_Your objective:_ Could you pull out the stretch of the entries below from the line containing "Note: for every instance of the tuning peg in" through the last entry, both ends included, and reproduce it word for word?

---

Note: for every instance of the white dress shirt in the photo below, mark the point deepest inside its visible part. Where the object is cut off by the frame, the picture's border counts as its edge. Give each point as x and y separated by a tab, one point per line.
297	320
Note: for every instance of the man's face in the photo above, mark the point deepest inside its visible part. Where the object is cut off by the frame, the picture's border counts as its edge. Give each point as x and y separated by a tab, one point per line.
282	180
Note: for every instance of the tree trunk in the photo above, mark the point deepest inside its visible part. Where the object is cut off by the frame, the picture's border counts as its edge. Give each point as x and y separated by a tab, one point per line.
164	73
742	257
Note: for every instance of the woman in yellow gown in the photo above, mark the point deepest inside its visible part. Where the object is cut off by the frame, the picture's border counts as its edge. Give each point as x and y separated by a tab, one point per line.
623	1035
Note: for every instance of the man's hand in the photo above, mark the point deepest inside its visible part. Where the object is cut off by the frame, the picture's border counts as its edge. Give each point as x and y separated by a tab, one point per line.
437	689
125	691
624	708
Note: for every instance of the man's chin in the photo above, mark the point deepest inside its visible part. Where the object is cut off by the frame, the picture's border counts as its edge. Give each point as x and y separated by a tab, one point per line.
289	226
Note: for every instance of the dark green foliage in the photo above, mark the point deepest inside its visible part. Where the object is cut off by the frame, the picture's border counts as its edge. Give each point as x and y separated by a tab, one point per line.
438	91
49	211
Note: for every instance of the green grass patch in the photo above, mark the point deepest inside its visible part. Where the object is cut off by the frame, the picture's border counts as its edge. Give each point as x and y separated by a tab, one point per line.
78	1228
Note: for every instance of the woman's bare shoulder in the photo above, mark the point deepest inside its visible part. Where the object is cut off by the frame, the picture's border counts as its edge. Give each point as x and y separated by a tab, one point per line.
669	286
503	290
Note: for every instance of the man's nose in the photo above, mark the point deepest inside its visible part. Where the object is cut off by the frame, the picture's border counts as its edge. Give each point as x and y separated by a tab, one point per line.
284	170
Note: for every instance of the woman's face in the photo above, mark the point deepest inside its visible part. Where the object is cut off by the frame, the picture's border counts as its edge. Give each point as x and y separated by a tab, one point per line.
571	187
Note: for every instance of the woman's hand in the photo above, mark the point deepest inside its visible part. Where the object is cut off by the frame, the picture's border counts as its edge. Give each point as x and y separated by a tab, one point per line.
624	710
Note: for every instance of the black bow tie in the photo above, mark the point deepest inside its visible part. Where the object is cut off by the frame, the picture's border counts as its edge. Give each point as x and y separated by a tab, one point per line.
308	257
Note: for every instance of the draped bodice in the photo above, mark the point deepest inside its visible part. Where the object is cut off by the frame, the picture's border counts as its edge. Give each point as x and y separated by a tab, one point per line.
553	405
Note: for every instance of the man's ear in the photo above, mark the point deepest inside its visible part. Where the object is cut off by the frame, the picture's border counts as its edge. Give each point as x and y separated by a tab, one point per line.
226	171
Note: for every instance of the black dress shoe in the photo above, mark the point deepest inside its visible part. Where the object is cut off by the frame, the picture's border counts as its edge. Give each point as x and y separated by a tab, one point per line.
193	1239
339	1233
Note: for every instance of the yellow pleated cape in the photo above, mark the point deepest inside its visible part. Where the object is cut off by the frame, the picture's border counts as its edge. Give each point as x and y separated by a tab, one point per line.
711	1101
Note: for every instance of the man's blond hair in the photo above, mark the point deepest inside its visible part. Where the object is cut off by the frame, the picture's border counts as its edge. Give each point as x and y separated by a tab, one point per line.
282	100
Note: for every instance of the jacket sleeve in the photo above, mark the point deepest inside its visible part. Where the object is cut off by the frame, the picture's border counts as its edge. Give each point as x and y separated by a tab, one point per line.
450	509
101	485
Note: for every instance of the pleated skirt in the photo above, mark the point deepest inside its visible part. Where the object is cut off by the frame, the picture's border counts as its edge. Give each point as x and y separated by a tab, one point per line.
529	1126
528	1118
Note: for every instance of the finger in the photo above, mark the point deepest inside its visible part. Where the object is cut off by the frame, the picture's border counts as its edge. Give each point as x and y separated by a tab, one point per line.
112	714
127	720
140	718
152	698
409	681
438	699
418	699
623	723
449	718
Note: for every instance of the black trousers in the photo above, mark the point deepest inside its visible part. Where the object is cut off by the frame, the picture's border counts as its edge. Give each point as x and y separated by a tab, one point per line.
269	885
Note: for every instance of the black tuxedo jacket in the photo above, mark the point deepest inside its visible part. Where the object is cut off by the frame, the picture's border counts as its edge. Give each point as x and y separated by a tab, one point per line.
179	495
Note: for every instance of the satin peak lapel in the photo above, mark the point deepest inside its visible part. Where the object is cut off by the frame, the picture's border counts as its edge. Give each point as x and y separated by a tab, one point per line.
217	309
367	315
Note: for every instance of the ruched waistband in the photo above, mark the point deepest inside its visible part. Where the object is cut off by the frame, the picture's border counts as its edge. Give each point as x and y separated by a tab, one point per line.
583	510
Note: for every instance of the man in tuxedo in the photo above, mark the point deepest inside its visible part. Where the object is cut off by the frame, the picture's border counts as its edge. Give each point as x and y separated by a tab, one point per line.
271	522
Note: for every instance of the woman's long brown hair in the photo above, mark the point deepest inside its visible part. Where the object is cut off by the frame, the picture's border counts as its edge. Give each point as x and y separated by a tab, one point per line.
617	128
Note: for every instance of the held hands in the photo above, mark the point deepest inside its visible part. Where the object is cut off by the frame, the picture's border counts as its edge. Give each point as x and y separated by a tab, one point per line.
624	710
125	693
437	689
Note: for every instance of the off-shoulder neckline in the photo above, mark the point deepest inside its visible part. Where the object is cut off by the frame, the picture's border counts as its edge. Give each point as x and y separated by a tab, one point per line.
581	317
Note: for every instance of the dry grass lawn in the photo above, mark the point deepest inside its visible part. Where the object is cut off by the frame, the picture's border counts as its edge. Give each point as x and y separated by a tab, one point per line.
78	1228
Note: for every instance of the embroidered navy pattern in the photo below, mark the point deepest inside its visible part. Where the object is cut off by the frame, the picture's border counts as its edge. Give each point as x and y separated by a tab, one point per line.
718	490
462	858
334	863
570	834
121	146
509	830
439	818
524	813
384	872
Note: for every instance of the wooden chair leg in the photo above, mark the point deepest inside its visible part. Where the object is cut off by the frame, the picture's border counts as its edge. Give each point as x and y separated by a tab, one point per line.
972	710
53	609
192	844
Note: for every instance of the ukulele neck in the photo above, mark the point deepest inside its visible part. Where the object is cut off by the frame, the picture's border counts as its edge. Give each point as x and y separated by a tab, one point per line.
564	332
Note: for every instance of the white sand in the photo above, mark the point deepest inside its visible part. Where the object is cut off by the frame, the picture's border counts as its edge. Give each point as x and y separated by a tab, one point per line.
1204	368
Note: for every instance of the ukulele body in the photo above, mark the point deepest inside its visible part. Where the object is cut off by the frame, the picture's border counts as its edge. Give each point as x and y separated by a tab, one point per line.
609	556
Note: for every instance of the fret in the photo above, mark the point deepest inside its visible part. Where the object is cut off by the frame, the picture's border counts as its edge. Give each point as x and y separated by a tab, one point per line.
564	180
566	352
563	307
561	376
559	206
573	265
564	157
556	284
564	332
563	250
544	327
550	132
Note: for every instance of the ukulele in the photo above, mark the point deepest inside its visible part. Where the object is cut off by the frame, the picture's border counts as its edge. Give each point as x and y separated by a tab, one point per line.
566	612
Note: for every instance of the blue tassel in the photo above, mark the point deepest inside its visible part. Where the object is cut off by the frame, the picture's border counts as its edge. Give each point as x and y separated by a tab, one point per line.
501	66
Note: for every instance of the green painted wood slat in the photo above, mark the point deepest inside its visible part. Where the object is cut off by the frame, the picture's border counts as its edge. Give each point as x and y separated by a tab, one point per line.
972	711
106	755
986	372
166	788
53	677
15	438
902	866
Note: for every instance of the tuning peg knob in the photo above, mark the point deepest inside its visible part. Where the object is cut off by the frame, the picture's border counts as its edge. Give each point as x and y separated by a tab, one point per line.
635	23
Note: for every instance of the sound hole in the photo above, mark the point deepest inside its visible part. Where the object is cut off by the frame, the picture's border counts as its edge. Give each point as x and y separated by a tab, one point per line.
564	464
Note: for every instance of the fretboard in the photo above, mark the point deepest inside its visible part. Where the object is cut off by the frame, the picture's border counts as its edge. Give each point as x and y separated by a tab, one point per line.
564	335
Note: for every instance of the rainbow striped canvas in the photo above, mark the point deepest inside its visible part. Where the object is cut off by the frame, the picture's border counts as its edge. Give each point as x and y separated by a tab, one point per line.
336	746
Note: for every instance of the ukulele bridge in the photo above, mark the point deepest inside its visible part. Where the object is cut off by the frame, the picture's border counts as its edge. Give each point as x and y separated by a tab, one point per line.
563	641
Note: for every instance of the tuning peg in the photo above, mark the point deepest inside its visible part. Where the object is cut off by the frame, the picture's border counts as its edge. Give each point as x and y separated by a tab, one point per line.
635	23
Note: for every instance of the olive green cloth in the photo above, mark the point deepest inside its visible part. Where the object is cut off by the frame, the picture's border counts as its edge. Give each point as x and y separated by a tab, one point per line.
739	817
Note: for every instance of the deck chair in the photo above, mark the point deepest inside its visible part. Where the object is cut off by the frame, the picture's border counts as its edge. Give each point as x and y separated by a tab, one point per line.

---

_Correct output:_
Note: for every instance of the tuning peg in the photo above, mark the point deepest inside its visible part. Where the object is cut off by the frame, the picture's border counts as its edge. Give each point as x and y separated by a tab, one point per line.
635	23
Note: for every instance of the olive green cloth in the photo above, mark the point deepest inside its visible part. Where the object is cut off by the frame, the picture's border counts as its edge. Give each point as x and y separated by a tab, one point per line.
739	817
Note: for every instance of the deck chair in the photo above, mark the point deepest inside its visible part. Where the object is cut off by the frame, the picture's border counts as its edge. Give each point as x and y separated by a tab, one point per line.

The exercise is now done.